Please return the following lines word for word, with nothing changed.

# Stored items
..........

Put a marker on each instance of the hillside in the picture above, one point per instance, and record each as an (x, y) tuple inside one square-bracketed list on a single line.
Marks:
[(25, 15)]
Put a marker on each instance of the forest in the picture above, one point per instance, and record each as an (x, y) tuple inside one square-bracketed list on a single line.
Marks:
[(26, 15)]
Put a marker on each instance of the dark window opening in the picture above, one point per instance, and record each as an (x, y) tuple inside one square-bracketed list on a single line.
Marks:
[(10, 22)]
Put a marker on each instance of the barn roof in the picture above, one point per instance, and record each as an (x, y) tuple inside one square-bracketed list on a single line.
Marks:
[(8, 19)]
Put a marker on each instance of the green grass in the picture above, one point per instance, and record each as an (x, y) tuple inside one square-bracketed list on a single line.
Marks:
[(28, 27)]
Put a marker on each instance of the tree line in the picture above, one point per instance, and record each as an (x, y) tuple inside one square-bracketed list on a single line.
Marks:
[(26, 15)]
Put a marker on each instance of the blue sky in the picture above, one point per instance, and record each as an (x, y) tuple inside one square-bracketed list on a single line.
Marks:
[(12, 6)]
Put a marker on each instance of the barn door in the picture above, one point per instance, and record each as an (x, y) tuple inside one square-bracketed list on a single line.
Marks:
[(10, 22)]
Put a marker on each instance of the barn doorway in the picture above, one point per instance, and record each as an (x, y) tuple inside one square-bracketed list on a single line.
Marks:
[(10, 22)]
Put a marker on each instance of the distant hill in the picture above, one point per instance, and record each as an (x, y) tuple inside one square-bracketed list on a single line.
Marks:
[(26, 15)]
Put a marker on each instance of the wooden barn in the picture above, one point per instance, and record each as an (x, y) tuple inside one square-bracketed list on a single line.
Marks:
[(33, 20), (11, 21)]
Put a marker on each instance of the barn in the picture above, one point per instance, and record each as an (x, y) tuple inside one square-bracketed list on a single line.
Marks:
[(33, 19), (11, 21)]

..........

# ANSWER TO THIS TASK
Put a marker on each instance of the hillside in the picture above, one point per instance, and record each as an (x, y) tuple inside one square-bracketed list on a single line.
Marks:
[(25, 15)]
Put a marker on each instance of the forest in the picture above, one point per instance, and record each as an (x, y) tuple inside one square-bracketed list on a single line.
Marks:
[(26, 15)]
Put a marker on each instance of the dark window opening in the picture above, one point per instance, and record each as an (x, y) tuple inside one square-bracketed list on a single line.
Marks:
[(10, 22)]
Put a marker on each instance of the barn roof in the picture above, one point per instance, and record each as an (x, y) tuple inside one square-bracketed list on a single line.
Marks:
[(8, 19)]
Put a marker on each instance of the green grass in the picture above, one point per instance, and record each as an (x, y) tuple inside one square-bracketed list on a single line.
Marks:
[(28, 27)]
Put a marker on each instance of the tree line in the picture above, one point per instance, and record each as an (x, y) tuple inside one square-bracketed list on a single line.
Marks:
[(26, 15)]
Put a marker on each instance of the blue sky in the picture above, one point per instance, and record each as an (x, y) tuple inside one square-bracketed list on a single line.
Marks:
[(12, 6)]
Put a marker on each instance of the barn door in the picture above, one point per instance, and record each as an (x, y) tuple inside one square-bracketed list on a single line.
Marks:
[(10, 22)]
Put a marker on each instance of the barn doorway in the picture above, one point per instance, and record each as an (x, y) tuple inside one square-bracketed list on a single line.
Marks:
[(10, 22)]
Put a marker on each instance of the distant hill in the picture above, one point per instance, and record each as an (x, y) tuple inside one square-bracketed list on a single line.
Marks:
[(26, 15)]
Put a marker on each instance of the wooden barn in the picture above, one point per instance, and record each as an (x, y) tuple inside one square-bracketed list on a single line.
Marks:
[(33, 20), (11, 21)]
Put a marker on each instance of the barn in the picture above, one point per instance, and record each as an (x, y) tuple inside one square-bracketed list on a single line.
Marks:
[(33, 19), (11, 21)]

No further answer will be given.